- Stored records:
______________________________

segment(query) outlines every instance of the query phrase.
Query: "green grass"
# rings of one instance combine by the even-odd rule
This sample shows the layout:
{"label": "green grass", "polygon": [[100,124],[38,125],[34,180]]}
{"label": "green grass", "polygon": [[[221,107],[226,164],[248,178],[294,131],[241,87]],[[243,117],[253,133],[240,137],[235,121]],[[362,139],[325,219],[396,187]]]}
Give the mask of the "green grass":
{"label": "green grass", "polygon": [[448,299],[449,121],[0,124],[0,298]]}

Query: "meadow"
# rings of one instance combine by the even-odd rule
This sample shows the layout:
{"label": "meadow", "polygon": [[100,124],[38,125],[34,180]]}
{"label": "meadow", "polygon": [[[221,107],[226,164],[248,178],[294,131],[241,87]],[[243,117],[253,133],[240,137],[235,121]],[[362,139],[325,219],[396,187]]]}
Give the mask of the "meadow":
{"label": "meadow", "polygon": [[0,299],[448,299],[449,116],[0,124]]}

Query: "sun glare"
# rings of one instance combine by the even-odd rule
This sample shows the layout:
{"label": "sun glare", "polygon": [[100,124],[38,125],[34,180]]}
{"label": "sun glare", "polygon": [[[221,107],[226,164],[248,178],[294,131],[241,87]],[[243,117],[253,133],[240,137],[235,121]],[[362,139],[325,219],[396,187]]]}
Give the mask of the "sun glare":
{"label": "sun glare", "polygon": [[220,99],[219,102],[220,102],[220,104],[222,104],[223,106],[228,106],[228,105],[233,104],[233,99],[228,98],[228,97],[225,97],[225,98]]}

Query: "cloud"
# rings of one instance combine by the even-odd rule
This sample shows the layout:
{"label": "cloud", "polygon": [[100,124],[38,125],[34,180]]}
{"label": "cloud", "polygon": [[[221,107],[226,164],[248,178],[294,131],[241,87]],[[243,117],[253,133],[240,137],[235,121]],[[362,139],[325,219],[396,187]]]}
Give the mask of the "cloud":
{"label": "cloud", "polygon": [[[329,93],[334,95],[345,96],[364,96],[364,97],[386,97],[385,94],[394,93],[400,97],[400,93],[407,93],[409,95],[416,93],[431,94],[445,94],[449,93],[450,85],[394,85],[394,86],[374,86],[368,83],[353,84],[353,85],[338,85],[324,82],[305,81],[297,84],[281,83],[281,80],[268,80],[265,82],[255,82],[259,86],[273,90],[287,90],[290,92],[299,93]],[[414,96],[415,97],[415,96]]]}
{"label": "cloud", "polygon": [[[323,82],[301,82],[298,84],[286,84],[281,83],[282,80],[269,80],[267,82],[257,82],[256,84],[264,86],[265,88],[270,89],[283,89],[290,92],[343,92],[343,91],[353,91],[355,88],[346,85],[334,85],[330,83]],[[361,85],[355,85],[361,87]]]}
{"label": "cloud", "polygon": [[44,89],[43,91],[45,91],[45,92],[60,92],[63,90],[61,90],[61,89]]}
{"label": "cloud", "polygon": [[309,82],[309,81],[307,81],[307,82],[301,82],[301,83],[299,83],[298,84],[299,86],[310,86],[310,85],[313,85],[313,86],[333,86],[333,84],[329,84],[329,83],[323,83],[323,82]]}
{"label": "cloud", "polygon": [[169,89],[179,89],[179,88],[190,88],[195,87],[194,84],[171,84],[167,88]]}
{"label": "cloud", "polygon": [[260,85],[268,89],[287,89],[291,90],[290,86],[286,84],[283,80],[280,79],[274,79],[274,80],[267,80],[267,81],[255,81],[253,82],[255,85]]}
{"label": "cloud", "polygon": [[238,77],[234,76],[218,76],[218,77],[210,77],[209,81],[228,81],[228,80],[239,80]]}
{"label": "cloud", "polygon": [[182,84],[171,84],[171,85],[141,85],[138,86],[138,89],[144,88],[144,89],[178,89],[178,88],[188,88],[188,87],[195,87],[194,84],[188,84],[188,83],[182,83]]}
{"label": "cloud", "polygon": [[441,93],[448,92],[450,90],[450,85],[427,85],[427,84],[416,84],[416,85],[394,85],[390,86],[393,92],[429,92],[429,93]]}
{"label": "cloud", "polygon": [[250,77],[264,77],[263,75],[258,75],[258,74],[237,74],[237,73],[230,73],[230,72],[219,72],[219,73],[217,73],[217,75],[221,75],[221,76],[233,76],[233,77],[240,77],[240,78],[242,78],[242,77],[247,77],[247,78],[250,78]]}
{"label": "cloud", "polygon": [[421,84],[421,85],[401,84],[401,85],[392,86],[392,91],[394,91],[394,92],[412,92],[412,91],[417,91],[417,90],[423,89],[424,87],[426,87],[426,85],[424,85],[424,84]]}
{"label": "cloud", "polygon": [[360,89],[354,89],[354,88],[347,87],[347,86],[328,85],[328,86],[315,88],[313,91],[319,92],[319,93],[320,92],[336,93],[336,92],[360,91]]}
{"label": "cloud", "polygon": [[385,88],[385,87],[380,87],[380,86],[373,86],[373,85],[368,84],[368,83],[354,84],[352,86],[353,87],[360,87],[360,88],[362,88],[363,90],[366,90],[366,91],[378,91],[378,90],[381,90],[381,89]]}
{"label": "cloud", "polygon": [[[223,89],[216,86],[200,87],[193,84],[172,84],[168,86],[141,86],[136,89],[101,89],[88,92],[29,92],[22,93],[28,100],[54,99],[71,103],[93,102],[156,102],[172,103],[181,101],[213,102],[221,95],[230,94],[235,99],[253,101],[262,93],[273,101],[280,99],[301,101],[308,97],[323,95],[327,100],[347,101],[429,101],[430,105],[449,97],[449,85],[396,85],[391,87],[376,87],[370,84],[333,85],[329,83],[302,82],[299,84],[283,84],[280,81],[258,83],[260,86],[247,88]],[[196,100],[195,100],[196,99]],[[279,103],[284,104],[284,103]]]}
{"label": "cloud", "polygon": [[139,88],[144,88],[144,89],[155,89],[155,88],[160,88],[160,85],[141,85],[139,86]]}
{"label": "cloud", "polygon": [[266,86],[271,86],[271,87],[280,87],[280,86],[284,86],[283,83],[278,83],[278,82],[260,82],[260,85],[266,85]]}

______________________________

- Description of the task: Keeping each line exactly as it is, retype all of the data.

- Task response:
segment(query) outlines every instance of the query phrase.
Query: "green grass"
# rings of one instance combine by the even-odd rule
This sample shows the layout:
{"label": "green grass", "polygon": [[100,124],[38,125],[34,180]]}
{"label": "green grass", "polygon": [[[221,107],[226,164],[248,178],[294,131],[241,87]],[[243,117],[253,133],[240,137],[235,121]],[[362,139],[325,219],[396,187]]]}
Give the mask of the "green grass":
{"label": "green grass", "polygon": [[448,299],[449,121],[0,124],[0,298]]}

Query: "meadow"
# rings of one instance combine by the even-odd rule
This sample shows the layout:
{"label": "meadow", "polygon": [[100,124],[38,125],[34,180]]}
{"label": "meadow", "polygon": [[[221,107],[226,164],[248,178],[294,131],[241,87]],[[243,117],[253,133],[240,137],[235,121]],[[362,139],[325,219],[396,187]]]}
Give the mask of the "meadow":
{"label": "meadow", "polygon": [[0,299],[448,299],[449,116],[0,124]]}

Query: "sun glare"
# rings of one instance combine by the even-odd rule
This sample shows the layout:
{"label": "sun glare", "polygon": [[100,124],[38,125],[34,180]]}
{"label": "sun glare", "polygon": [[[221,107],[226,164],[248,178],[294,131],[241,87]],[[243,117],[253,133],[240,137],[235,121]],[[362,139],[325,219],[396,187]]]}
Give the mask of the "sun glare":
{"label": "sun glare", "polygon": [[220,99],[219,102],[220,102],[220,104],[222,104],[223,106],[228,106],[228,105],[233,104],[233,99],[228,98],[228,97],[225,97],[225,98]]}

Query: "cloud"
# rings of one instance combine by the even-odd rule
This sample shows the layout:
{"label": "cloud", "polygon": [[100,124],[38,125],[34,180]]}
{"label": "cloud", "polygon": [[[221,107],[226,164],[248,178],[294,131],[241,87]],[[243,117],[253,133],[240,137],[235,121]],[[362,139],[325,219],[396,187]]]}
Give the mask of the "cloud":
{"label": "cloud", "polygon": [[[329,93],[334,95],[345,96],[364,96],[364,97],[386,97],[385,94],[394,93],[400,97],[400,93],[407,93],[409,95],[416,93],[431,94],[445,94],[449,93],[450,85],[394,85],[394,86],[374,86],[368,83],[353,84],[353,85],[338,85],[324,82],[305,81],[297,84],[281,83],[281,80],[268,80],[265,82],[255,82],[259,86],[273,90],[287,90],[290,92],[299,93]],[[414,96],[415,97],[415,96]]]}
{"label": "cloud", "polygon": [[[323,82],[301,82],[298,84],[286,84],[281,83],[282,80],[269,80],[267,82],[257,82],[256,84],[264,86],[265,88],[270,89],[283,89],[290,92],[343,92],[343,91],[353,91],[355,88],[346,85],[334,85],[330,83]],[[361,85],[355,85],[361,87]]]}
{"label": "cloud", "polygon": [[44,89],[43,91],[45,91],[45,92],[60,92],[63,90],[61,90],[61,89]]}
{"label": "cloud", "polygon": [[309,82],[309,81],[307,81],[307,82],[301,82],[301,83],[299,83],[298,84],[299,86],[310,86],[310,85],[313,85],[313,86],[333,86],[333,84],[329,84],[329,83],[323,83],[323,82]]}
{"label": "cloud", "polygon": [[169,89],[179,89],[179,88],[190,88],[195,87],[194,84],[171,84],[167,88]]}
{"label": "cloud", "polygon": [[260,85],[268,89],[287,89],[291,90],[290,86],[286,84],[283,80],[280,79],[274,79],[274,80],[267,80],[267,81],[255,81],[253,82],[255,85]]}
{"label": "cloud", "polygon": [[238,77],[234,76],[218,76],[218,77],[210,77],[209,81],[228,81],[228,80],[239,80]]}
{"label": "cloud", "polygon": [[182,84],[171,84],[171,85],[141,85],[138,86],[138,89],[144,88],[144,89],[178,89],[178,88],[188,88],[188,87],[195,87],[194,84],[188,84],[188,83],[182,83]]}
{"label": "cloud", "polygon": [[441,93],[448,92],[450,90],[450,85],[427,85],[427,84],[416,84],[416,85],[394,85],[390,86],[393,92],[429,92],[429,93]]}
{"label": "cloud", "polygon": [[250,77],[264,77],[263,75],[258,75],[258,74],[237,74],[237,73],[230,73],[230,72],[219,72],[219,73],[217,73],[217,75],[221,75],[221,76],[233,76],[233,77],[240,77],[240,78],[242,78],[242,77],[247,77],[247,78],[250,78]]}
{"label": "cloud", "polygon": [[421,84],[421,85],[401,84],[401,85],[392,86],[392,91],[394,91],[394,92],[412,92],[412,91],[417,91],[417,90],[423,89],[424,87],[426,87],[426,85],[424,85],[424,84]]}
{"label": "cloud", "polygon": [[360,89],[354,89],[354,88],[347,87],[347,86],[328,85],[328,86],[315,88],[313,91],[319,92],[319,93],[320,92],[336,93],[336,92],[360,91]]}
{"label": "cloud", "polygon": [[385,88],[385,87],[380,87],[380,86],[373,86],[373,85],[368,84],[368,83],[354,84],[352,86],[353,87],[360,87],[360,88],[362,88],[363,90],[366,90],[366,91],[378,91],[378,90],[381,90],[381,89]]}
{"label": "cloud", "polygon": [[[223,89],[216,86],[200,87],[193,84],[172,84],[168,86],[141,86],[136,89],[101,89],[88,92],[29,92],[22,93],[28,100],[54,99],[71,103],[93,102],[156,102],[172,103],[181,101],[213,102],[221,95],[230,94],[235,99],[253,101],[262,93],[273,101],[280,99],[301,101],[308,97],[323,95],[327,100],[347,101],[429,101],[430,105],[449,97],[449,85],[396,85],[391,87],[376,87],[370,84],[333,85],[329,83],[302,82],[299,84],[283,84],[280,81],[258,83],[260,86],[247,88]],[[196,100],[195,100],[196,99]],[[279,103],[284,104],[284,103]]]}
{"label": "cloud", "polygon": [[139,88],[144,88],[144,89],[155,89],[155,88],[160,88],[160,85],[141,85],[139,86]]}
{"label": "cloud", "polygon": [[266,86],[271,86],[271,87],[280,87],[280,86],[284,86],[283,83],[278,83],[278,82],[260,82],[260,85],[266,85]]}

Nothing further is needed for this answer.